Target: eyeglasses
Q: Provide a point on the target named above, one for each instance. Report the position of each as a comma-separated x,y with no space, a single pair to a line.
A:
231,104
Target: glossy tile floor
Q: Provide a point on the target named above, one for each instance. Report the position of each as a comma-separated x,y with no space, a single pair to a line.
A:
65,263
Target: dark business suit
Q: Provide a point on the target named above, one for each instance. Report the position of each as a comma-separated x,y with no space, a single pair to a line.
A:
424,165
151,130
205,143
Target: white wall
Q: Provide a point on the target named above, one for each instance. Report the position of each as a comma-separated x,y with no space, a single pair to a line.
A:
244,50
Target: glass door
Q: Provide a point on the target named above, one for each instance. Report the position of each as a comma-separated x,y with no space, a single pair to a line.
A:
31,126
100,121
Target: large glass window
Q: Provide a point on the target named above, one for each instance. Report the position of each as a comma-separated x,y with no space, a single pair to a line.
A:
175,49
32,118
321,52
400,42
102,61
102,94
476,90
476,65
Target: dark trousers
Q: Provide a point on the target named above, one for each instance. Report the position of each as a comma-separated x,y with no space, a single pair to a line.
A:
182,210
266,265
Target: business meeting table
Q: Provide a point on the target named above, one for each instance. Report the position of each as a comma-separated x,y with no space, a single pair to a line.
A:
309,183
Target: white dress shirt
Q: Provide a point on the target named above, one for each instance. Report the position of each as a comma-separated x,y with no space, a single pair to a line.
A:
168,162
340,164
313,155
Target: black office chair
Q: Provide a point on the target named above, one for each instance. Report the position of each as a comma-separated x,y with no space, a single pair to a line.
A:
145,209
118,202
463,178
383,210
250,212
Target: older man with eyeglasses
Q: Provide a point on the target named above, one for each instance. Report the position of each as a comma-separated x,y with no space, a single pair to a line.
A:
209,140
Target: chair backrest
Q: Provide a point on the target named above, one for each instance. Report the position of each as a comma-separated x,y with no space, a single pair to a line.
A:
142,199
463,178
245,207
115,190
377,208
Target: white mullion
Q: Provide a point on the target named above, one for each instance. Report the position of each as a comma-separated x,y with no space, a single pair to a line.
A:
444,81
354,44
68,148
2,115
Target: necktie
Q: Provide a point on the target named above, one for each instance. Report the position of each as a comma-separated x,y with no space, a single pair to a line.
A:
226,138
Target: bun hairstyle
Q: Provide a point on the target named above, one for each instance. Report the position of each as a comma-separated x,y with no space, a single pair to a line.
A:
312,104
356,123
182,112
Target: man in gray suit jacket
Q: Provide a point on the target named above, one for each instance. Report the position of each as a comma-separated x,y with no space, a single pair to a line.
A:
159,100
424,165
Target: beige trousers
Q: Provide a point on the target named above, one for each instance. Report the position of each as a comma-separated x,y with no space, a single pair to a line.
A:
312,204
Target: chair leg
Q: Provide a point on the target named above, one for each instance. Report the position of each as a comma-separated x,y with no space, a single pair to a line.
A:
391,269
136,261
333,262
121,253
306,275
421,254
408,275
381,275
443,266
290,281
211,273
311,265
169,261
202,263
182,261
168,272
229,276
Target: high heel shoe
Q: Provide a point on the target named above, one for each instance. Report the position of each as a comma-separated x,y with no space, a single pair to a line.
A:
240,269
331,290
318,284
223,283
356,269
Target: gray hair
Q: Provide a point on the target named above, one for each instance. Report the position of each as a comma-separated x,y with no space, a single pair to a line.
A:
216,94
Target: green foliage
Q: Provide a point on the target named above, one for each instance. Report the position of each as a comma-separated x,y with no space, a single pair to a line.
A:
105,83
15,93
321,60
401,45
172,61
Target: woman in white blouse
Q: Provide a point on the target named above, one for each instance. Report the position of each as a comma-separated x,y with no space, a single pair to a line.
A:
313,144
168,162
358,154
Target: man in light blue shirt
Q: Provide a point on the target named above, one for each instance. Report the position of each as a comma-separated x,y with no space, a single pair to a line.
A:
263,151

----------

Requirement: Take the lines above and print them exactly.

Answer section:
Target: eyeglasses
Q: Provide a point on the target named above, one for each instance. Report the position of each as a comma-separated x,y with no space, a single pair to a line.
A:
231,104
Target: glossy tile floor
Q: Provide a point on the target named above, one for each instance. Report the position of each as a comma-separated x,y with no space, a single pair to a line.
A:
65,263
Target: dark business suit
Q: Provide a point on the target named above, one for each instance. Report the position of each as a comma-separated x,y with no space, a single pair to a line.
A:
424,165
151,130
205,143
Target: white wall
Q: Provide a point on the target named above, one for each instance. Report the position of each as a comma-separated x,y with no space, a single pair to a line.
A:
244,50
Target: glass door
Q: Provide a point on the target named above, one for each instance. Report the position of each as a comma-separated x,y with no space, a single pair to a line.
A:
31,126
100,121
Target: large glass window
Q: Provide a point on the target named above, one for each instance. Report the position of each as a comma-separated x,y with no space, a single pair to a line.
A:
175,49
32,118
321,52
400,42
102,61
102,94
476,90
476,65
Target: dark trousers
Q: Provide a point on the target named above, one for each instance. Report the position of each as a comma-separated x,y with no space, a single pair to a line.
A:
182,210
266,265
Target: business meeting table
Q: Provide a point on the target named above, one for each instance. Report the position of each as a comma-separated x,y with no space, a single pair to a line.
A:
309,183
Target: white dress shirt
Q: Provide a point on the target named above, one for each instance. Report the position of each as a comma-separated x,y with no space, a single pair to a line.
A:
168,162
340,164
313,155
Target: black office chair
Q: Provide a point on the target named above, one for each instance. Report the position of each as a comma-separated x,y with no space, a single pair to a line.
A:
145,209
118,202
463,178
383,210
250,212
Target: older man with eyeglasses
Q: Provide a point on the target named above, one for each instance. Report the position of each as a comma-separated x,y with no space, a single pair to a line.
A:
209,140
Target: chair backrest
Q: Provide a point on the target named above, one for each instance. Report the position of each as a comma-separated x,y with no space, a single pair to a line.
A:
142,199
463,178
245,207
115,190
377,208
Target: white mullion
Q: Provide a point on the target named above, one for each instance. Report the position of each as a comma-separated x,y with no space, a single pair to a line.
A:
444,81
354,44
68,148
2,115
Target: necktie
Q: Provide a point on the target named above, one for each instance. Report the position of each as a comma-separated x,y with no space, a single pair to a line.
A:
226,138
Target: bun hairstyle
Q: Provide a point on the target named above, one for each instance. Report the position of each as a comma-separated x,y with no space, a single pair to a line.
A:
312,104
356,123
182,112
Target: man in gray suit jacket
Q: Provide a point on the target named above, one for each instance. Report the position of each as a comma-separated x,y with no space, a single pair to a line.
A:
159,100
424,165
Target: beige trousers
Q: Provide a point on the target named above, one for each instance. Report the position of each as a comma-separated x,y with no space, a single pair to a line.
A:
312,204
Target: chair leg
Q: Provide a point on the target named above, one for each instance. Report the position of each as a comma-separated x,y with no space, a single pair to a line.
A:
391,269
136,261
333,262
121,253
306,275
421,254
408,275
381,275
443,266
290,281
211,273
311,265
169,261
202,263
182,261
168,272
229,276
Target: high heel shoe
Q: Provide a point on the target named above, one for each instance. Report the position of each as a comma-separated x,y with no space, a single pair to a line.
A:
240,269
331,290
318,284
223,283
356,269
Target: gray hair
Q: Provide a point on the target named above, one for each instance. Report the position of each as a comma-separated x,y with no space, a single pair to a line.
A:
216,94
Target: green foliage
Q: Provide a point on the target named above, one for each instance. Report the position of each as a comma-separated x,y with no space, a single pair to a line.
A:
105,83
15,93
321,60
401,45
172,61
Target: woman in white blouse
Q: Provide a point on the target named above, one for each instance. Report the position of each as a comma-separated x,y with no space, a single pair to a line.
A:
313,144
168,162
358,154
Target: man in light blue shirt
Q: Provide a point on the target named above, one for each instance. Report the position of each as a comma-separated x,y with no space, a single pair to a line.
A:
263,151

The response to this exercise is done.